:: REQUIREMENT 1 ::
Answer these questions about the tribunal decision:
(a) Where and on what date was the hearing held?
(b) Who represented the appellants, and by whom was that person instructed?
(c) On what date was the appellants' protection and human rights claim refused?
##### TEXT #####
The decision



IN THE UPPER TRIBUNAL
IMMIGRATION AND ASYLUM CHAMBER
Case No: UI-2022-006643
UI-2022-006644

First-tier Tribunal No: PA/00828/2021
PA/00829/2021

THE IMMIGRATION ACTS

Decision & Reasons Issued:
On the 07 December 2023

Before

UPPER TRIBUNAL JUDGE LINDSLEY
DEPUTY UPPER TRIBUNAL JUDGE HUTCHINSON

Between

MK
DK
(ANONYMITY ORDER MADE)
Appellant
and

SECRETARY OF STATE FOR THE HOME DEPARTMENT
Respondent

Representation:
For the Appellant: Ms S Ferguson, of Counsel, instructed by Freeman Solicitors
For the Respondent: Ms A Everett. Senior Home Office Presenting Officer

Heard at Field House on 5 December 2023


­Order Regarding Anonymity

Pursuant to rule 14 of the Tribunal Procedure (Upper Tribunal) Rules 2008, the appellants are granted anonymity.

No-one shall publish or reveal any information, including the name or address of the appellants, likely to lead members of the public to identify the appellants. Failure to comply with this order could amount to a contempt of court.

DECISION AND REASONS


Introduction
1. The appellants are citizens of Ukraine. They are husband and wife born in September 1962 and February 1967. They arrived in the UK in August 2016. They made a protection claim on 19th December 2019. Their protection and human rights claim was refused on 29th March 2021. Their appeal against the decision was dismissed by First-tier Tribunal Judge Farrelly in a determination promulgated on the 13th April 2022.
##### EXTRACTED MATERIAL #####
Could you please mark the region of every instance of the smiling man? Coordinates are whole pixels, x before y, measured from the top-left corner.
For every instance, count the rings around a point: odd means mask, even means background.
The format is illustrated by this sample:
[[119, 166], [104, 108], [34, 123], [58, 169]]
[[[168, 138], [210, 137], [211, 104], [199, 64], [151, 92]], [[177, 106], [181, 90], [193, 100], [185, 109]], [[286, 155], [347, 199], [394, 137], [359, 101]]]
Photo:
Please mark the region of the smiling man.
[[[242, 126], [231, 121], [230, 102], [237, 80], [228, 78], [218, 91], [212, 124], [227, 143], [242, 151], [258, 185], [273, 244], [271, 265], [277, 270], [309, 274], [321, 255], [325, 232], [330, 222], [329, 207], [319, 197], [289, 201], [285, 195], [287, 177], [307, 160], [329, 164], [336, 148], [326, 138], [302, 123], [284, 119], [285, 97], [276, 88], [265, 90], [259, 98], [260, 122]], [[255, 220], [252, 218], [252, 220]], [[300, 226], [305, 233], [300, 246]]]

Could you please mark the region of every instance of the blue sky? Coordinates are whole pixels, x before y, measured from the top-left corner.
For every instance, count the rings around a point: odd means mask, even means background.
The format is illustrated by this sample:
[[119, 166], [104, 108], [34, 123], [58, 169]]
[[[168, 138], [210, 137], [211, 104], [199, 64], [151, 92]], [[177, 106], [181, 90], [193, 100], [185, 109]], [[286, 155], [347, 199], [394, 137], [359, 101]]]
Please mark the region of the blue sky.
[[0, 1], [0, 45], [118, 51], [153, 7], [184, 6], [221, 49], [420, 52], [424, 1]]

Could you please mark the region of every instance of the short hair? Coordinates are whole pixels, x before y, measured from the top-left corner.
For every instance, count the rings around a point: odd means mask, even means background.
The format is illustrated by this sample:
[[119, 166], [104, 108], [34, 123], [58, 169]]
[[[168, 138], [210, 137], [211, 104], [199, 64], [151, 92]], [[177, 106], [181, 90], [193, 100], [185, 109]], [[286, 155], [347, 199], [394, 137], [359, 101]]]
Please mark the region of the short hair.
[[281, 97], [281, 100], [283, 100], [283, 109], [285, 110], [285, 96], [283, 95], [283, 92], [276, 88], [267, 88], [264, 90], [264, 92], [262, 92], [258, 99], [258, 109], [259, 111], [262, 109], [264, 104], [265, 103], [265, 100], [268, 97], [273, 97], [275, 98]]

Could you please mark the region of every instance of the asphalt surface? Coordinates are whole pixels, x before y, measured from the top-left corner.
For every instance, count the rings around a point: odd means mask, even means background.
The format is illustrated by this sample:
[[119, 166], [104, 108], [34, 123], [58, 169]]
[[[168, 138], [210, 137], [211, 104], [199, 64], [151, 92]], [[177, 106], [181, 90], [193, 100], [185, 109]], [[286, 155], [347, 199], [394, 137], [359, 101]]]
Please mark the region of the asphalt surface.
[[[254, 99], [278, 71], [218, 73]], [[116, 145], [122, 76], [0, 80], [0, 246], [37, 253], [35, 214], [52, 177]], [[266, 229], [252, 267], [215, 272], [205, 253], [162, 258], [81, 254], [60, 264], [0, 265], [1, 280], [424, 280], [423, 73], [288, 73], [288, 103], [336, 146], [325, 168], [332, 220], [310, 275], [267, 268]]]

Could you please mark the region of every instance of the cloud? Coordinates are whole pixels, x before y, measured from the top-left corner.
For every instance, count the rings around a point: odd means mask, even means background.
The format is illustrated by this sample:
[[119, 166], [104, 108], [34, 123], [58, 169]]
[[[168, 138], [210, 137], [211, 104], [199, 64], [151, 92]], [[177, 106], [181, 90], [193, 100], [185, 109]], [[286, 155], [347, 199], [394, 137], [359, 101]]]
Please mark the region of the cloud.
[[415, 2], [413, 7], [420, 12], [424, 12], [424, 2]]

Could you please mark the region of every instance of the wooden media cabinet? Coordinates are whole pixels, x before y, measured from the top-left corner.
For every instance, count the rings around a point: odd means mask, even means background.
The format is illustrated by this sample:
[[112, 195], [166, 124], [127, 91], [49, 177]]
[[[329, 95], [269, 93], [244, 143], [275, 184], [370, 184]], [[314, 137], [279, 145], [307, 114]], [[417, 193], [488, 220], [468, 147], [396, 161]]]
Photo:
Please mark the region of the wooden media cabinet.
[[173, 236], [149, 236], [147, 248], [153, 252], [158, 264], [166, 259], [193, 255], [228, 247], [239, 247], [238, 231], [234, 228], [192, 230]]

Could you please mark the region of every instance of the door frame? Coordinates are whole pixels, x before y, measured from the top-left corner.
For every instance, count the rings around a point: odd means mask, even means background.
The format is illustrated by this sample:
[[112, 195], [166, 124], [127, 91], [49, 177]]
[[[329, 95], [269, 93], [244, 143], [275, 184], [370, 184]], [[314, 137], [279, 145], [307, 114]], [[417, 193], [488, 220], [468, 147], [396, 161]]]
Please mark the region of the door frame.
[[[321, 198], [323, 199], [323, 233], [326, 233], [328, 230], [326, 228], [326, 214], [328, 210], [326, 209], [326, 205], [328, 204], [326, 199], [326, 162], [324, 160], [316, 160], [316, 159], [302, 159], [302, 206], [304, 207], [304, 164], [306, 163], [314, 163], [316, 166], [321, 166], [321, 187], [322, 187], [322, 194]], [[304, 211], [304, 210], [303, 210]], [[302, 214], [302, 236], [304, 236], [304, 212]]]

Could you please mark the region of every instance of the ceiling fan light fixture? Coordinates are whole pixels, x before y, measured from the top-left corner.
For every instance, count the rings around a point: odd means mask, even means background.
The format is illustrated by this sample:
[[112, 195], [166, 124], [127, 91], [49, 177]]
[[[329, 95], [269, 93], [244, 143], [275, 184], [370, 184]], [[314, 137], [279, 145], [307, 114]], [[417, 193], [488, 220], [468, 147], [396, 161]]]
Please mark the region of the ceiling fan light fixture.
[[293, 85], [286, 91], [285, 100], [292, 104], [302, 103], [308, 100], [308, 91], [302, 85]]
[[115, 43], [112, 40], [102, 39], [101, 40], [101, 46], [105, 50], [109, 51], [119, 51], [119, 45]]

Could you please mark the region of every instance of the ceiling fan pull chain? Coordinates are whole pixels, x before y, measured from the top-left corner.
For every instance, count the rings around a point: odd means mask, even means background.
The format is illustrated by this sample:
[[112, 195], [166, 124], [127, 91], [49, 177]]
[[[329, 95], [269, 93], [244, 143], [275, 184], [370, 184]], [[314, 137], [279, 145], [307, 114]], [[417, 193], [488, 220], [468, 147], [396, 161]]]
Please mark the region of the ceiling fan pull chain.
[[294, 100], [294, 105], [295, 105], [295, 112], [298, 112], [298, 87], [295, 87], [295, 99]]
#####
:: REQUIREMENT 2 ::
In the listing, can you write out again only the lines from the one that contains "the short hair?" through the one that contains "275], [267, 268]]]", both included, with 64 added to every coordinate in the answers and all other lines left as they are?

:: EXERCISE ANSWER 1 ::
(a) Field House, on 5 December 2023.
(b) Ms S Ferguson, of Counsel, instructed by Freeman Solicitors.
(c) 29th March 2021.

:: EXERCISE ANSWER 2 ::
Could you please mark the region of every instance of the short hair? Coordinates are whole pixels, x before y, measured from the top-left corner.
For every instance, count the rings around a point: odd means mask, even means background.
The format is illustrated by this sample:
[[119, 166], [104, 108], [34, 123], [58, 169]]
[[[168, 138], [210, 137], [211, 104], [199, 64], [151, 92]], [[177, 106], [181, 90], [193, 100], [185, 109]], [[286, 155], [347, 199], [394, 137], [359, 101]]]
Please mark the region of the short hair.
[[345, 161], [345, 164], [347, 164], [347, 173], [349, 174], [349, 160], [347, 159], [347, 156], [340, 152], [331, 152], [328, 154], [328, 156], [326, 156], [322, 163], [322, 173], [323, 175], [326, 173], [328, 168], [329, 167], [329, 164], [332, 161], [337, 161], [339, 162]]

Could you please mark the region of every instance of the asphalt surface? Coordinates are whole pixels, x before y, measured from the top-left corner.
For every instance, count the rings around a point: odd means mask, even means background.
The format is illustrated by this sample:
[[119, 166], [104, 108], [34, 123], [58, 169]]
[[[168, 138], [210, 137], [211, 104], [199, 64], [151, 92]], [[177, 106], [181, 90], [193, 100], [185, 109]], [[286, 155], [347, 199], [394, 137], [359, 101]]]
Please mark the region of the asphalt surface.
[[[318, 163], [342, 135], [282, 137]], [[180, 209], [186, 140], [64, 144], [64, 310], [101, 317], [99, 278], [116, 241]], [[330, 293], [316, 331], [279, 336], [269, 317], [226, 322], [145, 318], [124, 328], [64, 329], [65, 344], [488, 344], [487, 137], [352, 137], [352, 167], [400, 210], [389, 232], [396, 284], [374, 339], [331, 332]]]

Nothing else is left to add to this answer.